** Start of Data rows **

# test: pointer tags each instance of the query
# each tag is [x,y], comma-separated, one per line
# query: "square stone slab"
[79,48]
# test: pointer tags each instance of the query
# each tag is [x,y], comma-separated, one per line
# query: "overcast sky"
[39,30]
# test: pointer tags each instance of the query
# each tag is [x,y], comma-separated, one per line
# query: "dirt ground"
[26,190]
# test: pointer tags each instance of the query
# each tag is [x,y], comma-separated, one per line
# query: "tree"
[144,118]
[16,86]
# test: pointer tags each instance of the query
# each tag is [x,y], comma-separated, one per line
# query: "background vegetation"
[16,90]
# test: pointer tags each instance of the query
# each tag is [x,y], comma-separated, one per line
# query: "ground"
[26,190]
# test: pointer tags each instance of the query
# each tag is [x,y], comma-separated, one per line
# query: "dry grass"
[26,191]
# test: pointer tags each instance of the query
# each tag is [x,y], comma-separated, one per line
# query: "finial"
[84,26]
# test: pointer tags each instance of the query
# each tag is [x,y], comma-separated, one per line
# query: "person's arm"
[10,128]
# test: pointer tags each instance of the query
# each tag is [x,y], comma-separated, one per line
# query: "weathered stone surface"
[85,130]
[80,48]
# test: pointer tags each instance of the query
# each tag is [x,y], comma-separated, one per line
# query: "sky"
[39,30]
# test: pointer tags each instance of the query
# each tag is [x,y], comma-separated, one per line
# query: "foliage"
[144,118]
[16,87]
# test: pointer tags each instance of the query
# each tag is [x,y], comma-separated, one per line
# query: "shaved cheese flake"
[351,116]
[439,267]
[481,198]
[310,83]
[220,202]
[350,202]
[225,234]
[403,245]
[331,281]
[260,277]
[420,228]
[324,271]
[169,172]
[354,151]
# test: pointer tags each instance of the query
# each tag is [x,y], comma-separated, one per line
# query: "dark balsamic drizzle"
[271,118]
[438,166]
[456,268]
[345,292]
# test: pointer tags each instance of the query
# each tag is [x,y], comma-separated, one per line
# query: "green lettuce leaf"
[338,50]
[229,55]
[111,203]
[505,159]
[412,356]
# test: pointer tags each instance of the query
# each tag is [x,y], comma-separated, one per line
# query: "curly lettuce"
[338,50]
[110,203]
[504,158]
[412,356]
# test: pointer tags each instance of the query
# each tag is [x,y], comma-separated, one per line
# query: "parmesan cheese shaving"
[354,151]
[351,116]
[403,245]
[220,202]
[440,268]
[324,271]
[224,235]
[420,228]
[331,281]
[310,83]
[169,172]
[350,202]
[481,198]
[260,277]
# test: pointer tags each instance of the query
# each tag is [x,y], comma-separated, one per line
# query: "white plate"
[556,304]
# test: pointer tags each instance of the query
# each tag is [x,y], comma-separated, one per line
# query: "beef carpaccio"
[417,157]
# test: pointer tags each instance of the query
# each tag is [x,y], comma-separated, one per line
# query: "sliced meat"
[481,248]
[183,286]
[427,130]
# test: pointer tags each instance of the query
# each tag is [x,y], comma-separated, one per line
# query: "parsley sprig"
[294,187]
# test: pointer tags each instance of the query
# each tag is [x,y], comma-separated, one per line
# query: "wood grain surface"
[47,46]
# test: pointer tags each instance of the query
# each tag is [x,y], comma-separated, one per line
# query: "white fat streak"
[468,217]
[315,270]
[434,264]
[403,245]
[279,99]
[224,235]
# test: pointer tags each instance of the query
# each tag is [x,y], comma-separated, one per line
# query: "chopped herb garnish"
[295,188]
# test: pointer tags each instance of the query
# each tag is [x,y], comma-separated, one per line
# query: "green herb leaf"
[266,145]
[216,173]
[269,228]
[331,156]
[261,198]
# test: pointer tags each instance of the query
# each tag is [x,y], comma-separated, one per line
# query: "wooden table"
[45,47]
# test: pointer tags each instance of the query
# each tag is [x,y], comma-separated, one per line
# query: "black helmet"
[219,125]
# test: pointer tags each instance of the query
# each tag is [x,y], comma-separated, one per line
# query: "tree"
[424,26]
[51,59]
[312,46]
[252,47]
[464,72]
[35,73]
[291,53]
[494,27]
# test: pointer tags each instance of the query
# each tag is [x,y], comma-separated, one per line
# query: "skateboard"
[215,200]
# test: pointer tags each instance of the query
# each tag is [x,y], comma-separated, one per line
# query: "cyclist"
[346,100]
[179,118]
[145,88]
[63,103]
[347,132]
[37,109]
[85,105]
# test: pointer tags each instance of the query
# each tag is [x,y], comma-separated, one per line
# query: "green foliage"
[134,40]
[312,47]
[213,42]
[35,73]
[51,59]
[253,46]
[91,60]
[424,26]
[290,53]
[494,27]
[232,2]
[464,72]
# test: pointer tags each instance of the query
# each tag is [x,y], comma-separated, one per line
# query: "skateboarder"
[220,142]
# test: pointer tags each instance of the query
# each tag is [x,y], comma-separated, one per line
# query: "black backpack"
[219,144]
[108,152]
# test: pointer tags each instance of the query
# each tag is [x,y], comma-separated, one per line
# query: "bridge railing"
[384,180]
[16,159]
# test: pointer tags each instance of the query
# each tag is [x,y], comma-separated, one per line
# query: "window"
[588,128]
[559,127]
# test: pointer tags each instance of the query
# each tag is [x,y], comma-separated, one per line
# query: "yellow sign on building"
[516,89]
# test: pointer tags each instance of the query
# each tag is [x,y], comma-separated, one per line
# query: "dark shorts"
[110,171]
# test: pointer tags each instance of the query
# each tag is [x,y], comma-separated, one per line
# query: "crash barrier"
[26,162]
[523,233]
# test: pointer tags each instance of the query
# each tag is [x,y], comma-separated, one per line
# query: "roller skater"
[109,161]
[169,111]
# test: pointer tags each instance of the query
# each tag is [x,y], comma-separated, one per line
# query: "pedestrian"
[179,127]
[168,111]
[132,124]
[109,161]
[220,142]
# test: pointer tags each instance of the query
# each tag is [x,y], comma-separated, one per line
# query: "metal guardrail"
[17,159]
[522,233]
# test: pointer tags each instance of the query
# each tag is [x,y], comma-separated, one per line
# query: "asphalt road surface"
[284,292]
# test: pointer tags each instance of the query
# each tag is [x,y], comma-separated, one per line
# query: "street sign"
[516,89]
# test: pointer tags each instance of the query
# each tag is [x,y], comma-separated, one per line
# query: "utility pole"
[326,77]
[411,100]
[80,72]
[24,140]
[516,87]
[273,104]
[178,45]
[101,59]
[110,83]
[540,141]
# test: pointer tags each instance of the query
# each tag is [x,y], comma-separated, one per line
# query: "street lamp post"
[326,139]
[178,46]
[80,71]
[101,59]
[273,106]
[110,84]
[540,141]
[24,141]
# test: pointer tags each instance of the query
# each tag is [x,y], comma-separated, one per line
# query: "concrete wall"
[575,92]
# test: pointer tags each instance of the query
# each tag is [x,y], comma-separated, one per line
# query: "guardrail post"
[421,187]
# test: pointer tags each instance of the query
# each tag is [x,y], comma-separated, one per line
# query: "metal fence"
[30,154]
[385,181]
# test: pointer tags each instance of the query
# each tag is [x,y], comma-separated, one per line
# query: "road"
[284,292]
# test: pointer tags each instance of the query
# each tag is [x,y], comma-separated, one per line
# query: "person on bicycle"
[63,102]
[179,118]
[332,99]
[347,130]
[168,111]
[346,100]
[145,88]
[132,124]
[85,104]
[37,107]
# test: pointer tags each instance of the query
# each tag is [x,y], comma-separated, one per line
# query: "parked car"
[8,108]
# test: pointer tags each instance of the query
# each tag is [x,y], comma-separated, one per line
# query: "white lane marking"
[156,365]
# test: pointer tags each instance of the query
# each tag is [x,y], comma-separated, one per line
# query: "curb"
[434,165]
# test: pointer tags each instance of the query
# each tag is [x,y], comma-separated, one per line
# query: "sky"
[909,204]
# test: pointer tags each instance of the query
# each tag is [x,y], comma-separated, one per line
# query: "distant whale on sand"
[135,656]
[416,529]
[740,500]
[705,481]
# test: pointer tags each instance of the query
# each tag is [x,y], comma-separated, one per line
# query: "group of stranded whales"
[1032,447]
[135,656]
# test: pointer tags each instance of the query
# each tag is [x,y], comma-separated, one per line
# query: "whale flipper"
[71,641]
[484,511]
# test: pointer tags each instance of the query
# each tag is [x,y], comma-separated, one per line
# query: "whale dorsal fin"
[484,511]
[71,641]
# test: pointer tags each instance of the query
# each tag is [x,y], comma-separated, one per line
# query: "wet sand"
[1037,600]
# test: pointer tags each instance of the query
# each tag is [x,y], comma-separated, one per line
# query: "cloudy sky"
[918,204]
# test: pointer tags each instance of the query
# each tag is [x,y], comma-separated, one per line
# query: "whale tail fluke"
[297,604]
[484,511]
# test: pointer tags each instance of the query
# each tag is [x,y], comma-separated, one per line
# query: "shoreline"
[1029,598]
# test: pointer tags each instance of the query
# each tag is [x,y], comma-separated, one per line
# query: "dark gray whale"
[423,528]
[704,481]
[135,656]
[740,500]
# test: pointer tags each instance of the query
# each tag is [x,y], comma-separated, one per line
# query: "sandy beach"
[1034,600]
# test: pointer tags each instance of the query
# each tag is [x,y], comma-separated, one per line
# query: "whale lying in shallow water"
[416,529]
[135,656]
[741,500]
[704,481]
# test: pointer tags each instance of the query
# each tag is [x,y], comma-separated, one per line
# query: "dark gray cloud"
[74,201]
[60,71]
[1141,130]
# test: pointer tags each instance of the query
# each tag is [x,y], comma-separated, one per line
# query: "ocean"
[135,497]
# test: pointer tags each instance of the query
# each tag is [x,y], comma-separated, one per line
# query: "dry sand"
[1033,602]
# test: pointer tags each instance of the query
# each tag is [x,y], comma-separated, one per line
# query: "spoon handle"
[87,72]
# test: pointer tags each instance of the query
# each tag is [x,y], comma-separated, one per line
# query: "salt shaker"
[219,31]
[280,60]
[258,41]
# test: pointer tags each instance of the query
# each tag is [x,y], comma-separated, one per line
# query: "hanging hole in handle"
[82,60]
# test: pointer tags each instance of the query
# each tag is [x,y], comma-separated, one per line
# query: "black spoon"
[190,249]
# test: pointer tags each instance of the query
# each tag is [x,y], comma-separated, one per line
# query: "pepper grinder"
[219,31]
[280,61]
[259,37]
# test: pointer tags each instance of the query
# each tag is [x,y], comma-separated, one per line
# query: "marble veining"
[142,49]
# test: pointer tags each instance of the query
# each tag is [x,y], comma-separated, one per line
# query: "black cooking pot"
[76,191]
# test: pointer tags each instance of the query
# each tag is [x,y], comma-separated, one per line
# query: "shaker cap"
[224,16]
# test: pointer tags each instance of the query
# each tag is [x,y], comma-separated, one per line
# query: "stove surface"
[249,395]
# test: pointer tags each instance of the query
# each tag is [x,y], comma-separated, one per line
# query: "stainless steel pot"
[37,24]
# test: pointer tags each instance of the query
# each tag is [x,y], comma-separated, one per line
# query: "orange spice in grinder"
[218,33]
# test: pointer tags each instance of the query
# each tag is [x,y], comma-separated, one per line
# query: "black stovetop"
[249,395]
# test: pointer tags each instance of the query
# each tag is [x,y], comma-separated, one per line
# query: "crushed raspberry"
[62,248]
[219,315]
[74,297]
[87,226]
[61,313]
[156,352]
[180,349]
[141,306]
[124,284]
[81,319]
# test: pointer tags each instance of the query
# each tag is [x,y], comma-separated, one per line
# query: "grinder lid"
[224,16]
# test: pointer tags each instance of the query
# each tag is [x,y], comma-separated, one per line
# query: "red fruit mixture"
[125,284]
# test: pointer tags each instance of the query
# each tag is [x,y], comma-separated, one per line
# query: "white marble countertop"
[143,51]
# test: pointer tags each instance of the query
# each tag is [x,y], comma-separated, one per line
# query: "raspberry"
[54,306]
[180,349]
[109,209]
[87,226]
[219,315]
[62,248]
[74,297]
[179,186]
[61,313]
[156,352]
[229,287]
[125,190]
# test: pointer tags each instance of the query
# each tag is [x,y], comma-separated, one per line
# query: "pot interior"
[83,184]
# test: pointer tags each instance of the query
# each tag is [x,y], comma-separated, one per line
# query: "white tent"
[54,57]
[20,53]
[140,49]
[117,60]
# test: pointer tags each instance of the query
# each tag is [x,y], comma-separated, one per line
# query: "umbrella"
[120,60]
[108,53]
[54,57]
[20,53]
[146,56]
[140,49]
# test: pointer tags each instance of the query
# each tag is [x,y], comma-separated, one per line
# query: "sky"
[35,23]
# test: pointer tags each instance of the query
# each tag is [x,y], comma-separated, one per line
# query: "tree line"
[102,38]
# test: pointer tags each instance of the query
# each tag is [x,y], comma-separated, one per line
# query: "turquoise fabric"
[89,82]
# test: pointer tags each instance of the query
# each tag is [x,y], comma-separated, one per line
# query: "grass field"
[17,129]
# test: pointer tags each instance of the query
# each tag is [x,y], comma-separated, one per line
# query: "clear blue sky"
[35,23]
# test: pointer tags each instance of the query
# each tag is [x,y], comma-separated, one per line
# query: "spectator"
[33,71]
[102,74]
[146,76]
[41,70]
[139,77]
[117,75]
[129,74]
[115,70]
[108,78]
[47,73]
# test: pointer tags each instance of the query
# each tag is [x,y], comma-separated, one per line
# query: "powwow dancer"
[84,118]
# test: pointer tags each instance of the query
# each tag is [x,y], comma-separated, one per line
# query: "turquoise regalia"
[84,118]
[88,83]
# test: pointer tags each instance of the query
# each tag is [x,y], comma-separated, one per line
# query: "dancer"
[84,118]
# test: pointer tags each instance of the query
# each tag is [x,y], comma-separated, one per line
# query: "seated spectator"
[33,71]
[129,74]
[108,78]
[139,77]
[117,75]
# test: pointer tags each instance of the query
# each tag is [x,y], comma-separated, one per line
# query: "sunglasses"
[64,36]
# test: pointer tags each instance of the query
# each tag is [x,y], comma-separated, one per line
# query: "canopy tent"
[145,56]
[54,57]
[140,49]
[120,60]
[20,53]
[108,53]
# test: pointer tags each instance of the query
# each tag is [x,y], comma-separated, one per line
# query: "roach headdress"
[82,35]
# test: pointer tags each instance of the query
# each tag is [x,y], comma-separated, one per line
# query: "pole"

** End of Data rows **

Count the lines of the records above that contain the word "marble" and give only that number.

Result for this task: 2